(PROBLEM REQUIREMENTS) List every line of the records that contains the word "white", copying each line in full.
--- start of EXTRACTED ENTRIES ---
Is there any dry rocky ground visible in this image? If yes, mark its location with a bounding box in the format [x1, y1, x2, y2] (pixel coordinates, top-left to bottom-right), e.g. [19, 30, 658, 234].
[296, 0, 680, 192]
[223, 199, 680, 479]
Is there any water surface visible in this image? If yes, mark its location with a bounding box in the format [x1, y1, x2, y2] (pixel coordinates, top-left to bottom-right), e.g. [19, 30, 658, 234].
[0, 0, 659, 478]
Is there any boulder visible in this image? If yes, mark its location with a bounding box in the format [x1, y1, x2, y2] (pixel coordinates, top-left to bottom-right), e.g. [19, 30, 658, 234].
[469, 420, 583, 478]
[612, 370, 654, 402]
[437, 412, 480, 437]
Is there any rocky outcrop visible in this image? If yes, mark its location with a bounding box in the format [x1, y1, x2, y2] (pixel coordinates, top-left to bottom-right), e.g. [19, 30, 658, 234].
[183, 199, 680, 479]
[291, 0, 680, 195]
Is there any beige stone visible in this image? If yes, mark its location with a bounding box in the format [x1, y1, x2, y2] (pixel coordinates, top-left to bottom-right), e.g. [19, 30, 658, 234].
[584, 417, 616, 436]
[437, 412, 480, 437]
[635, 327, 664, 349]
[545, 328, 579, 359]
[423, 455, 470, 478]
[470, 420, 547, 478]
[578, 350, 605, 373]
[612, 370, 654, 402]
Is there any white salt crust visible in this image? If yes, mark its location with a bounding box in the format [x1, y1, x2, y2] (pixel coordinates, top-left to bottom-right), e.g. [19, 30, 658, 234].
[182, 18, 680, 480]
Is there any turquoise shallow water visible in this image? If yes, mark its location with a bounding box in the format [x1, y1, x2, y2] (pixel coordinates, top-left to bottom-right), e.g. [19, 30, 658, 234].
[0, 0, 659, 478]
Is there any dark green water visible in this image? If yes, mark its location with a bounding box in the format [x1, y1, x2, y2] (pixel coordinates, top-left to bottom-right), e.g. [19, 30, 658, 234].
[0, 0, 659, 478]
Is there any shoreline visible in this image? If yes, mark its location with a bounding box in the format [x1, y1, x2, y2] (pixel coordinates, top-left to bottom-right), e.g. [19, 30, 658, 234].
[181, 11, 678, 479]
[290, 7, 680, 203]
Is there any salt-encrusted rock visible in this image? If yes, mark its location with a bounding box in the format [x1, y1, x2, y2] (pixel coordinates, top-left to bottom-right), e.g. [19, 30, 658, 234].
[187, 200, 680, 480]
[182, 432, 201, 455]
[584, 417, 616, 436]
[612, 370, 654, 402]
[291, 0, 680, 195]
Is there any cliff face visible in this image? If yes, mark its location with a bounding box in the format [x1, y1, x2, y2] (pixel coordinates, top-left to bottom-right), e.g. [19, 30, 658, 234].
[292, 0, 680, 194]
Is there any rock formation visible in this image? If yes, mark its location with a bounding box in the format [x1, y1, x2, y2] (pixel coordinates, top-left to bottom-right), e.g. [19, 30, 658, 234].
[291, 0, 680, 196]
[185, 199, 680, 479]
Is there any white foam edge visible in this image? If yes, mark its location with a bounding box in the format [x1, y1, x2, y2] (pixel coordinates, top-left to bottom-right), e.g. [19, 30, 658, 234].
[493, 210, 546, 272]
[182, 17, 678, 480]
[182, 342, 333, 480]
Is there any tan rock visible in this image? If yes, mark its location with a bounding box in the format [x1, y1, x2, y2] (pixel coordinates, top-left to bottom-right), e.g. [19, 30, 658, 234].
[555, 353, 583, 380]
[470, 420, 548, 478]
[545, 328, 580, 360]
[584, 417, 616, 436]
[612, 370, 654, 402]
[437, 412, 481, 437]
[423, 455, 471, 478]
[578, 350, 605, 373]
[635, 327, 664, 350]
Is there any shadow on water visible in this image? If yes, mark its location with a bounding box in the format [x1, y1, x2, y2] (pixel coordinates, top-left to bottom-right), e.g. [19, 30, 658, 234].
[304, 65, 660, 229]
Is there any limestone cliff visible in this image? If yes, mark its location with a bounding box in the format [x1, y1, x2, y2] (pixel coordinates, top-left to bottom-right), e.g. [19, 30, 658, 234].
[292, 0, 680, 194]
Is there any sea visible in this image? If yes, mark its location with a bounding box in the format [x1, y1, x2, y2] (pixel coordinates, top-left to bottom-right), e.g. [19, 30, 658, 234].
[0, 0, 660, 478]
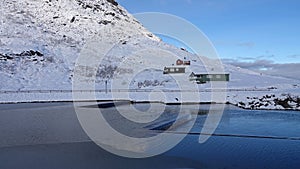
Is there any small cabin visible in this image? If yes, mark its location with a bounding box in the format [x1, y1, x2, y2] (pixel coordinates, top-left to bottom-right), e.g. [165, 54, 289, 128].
[176, 59, 191, 66]
[190, 72, 230, 84]
[164, 67, 185, 74]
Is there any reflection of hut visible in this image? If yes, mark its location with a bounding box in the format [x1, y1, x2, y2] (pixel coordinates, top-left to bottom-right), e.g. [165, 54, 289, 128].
[164, 67, 185, 74]
[190, 72, 230, 84]
[176, 59, 191, 66]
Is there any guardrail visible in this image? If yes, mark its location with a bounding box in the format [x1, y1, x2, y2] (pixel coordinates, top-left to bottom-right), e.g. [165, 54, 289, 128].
[0, 88, 271, 94]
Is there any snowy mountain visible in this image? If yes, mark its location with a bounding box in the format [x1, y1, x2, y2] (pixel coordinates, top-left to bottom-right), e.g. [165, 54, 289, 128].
[0, 0, 159, 90]
[0, 0, 300, 109]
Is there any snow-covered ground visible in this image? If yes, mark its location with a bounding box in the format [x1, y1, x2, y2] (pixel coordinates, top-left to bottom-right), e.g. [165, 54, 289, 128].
[0, 0, 300, 110]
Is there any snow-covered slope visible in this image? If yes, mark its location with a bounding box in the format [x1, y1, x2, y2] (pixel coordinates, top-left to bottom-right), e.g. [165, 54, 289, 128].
[0, 0, 159, 90]
[0, 0, 300, 109]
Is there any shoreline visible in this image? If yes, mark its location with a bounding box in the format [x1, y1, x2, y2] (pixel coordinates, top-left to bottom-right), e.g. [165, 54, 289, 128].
[0, 99, 300, 112]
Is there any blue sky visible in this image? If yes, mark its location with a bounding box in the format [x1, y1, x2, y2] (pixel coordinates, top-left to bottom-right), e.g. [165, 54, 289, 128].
[117, 0, 300, 65]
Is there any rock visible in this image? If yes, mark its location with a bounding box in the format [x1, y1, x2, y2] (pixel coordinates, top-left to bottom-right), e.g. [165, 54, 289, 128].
[107, 0, 119, 6]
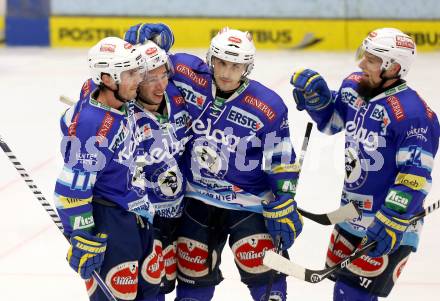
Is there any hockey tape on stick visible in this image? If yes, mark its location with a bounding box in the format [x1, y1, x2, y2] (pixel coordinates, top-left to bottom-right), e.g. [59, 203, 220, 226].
[263, 200, 440, 283]
[0, 136, 117, 301]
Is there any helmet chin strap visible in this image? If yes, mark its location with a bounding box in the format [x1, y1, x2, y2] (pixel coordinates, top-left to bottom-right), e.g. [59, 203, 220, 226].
[101, 83, 129, 103]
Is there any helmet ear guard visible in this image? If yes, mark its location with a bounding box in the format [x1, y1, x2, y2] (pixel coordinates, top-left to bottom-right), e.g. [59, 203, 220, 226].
[206, 27, 255, 77]
[88, 37, 145, 85]
[356, 28, 417, 78]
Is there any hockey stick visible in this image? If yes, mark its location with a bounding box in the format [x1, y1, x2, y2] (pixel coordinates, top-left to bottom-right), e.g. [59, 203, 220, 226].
[0, 136, 117, 301]
[59, 95, 360, 226]
[263, 200, 440, 283]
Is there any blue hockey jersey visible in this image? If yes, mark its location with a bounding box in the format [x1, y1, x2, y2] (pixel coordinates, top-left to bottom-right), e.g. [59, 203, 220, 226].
[55, 80, 188, 234]
[171, 54, 298, 212]
[309, 73, 440, 248]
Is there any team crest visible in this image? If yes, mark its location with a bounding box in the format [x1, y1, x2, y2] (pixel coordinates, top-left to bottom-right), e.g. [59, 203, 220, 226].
[345, 142, 368, 190]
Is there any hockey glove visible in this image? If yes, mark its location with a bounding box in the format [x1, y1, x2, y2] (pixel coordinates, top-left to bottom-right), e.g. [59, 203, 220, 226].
[67, 230, 107, 279]
[262, 194, 303, 250]
[124, 23, 174, 52]
[364, 206, 410, 257]
[290, 69, 332, 111]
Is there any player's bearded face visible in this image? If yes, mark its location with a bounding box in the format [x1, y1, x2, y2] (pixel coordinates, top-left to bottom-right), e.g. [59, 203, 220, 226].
[139, 65, 168, 105]
[118, 68, 144, 100]
[212, 57, 246, 92]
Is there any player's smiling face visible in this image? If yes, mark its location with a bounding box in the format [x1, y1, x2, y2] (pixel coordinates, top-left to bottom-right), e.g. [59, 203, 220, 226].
[212, 57, 246, 92]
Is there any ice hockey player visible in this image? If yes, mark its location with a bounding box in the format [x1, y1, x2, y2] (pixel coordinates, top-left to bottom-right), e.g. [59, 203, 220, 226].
[125, 24, 302, 301]
[291, 28, 439, 301]
[55, 37, 172, 301]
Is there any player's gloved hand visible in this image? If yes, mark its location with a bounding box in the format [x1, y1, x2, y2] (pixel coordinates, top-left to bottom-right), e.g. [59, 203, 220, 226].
[67, 230, 107, 279]
[290, 69, 332, 111]
[364, 206, 410, 257]
[124, 23, 174, 52]
[262, 194, 303, 250]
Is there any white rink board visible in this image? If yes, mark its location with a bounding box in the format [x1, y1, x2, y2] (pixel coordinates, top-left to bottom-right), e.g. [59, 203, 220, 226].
[0, 48, 440, 301]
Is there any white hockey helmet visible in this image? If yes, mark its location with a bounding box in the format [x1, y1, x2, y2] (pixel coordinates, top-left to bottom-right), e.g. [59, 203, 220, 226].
[206, 27, 255, 76]
[88, 37, 145, 85]
[356, 28, 416, 78]
[139, 41, 174, 73]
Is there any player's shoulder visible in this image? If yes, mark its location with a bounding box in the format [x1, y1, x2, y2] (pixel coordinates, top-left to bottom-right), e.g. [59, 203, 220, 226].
[166, 81, 185, 110]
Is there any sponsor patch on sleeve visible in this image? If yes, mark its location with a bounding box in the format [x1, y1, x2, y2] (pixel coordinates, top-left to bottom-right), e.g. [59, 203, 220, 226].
[272, 163, 300, 174]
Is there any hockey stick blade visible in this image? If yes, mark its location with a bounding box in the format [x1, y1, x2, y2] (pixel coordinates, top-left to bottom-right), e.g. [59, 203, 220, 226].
[263, 200, 440, 283]
[298, 203, 361, 225]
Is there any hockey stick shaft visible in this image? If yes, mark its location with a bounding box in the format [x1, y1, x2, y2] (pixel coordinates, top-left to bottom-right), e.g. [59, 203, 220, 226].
[0, 136, 117, 301]
[263, 200, 440, 283]
[263, 122, 313, 301]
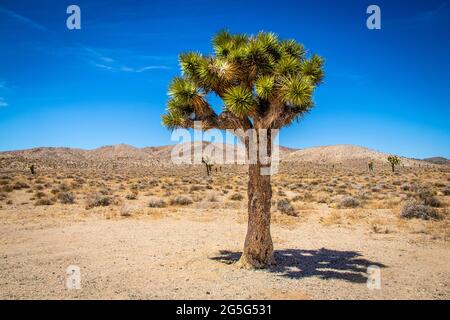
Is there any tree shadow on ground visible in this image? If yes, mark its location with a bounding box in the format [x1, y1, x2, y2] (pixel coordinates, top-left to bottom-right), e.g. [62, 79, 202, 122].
[211, 248, 386, 283]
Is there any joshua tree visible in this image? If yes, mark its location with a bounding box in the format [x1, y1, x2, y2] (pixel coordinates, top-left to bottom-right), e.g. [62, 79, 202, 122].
[163, 31, 324, 268]
[202, 158, 217, 177]
[388, 155, 401, 172]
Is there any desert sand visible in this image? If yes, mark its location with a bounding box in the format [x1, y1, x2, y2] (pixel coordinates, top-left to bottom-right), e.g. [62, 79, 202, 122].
[0, 146, 450, 299]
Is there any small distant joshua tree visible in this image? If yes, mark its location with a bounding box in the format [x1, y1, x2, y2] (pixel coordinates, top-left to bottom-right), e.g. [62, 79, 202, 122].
--- end of EXTRACTED ENTRIES ---
(EXERCISE OUTPUT)
Is there any white salt crust visible in this image? If yes, mark its location with a bounding box in the format [x1, y1, x2, y2] (pixel coordinates, top-left to bottom-right), e.g. [19, 30, 658, 234].
Is there any white foam edge visible in this image? If yes, mark its location with a bounding box in the format [x1, y1, x2, y2] (pixel coordinates, top-left to bottom-right), e.g. [19, 30, 658, 234].
Is there any white rink board visible in this image? If yes, mark its location with a bounding box in the format [x1, y1, x2, y2] (pixel coordinates, top-left to bottom-right), e.g. [59, 203, 220, 226].
Is there any white hockey helmet visible in this image? If yes, mark its location with a bounding box in the format [x1, y1, x2, y2] (pixel coordinates, top-left to bottom-right), e.g. [59, 203, 220, 226].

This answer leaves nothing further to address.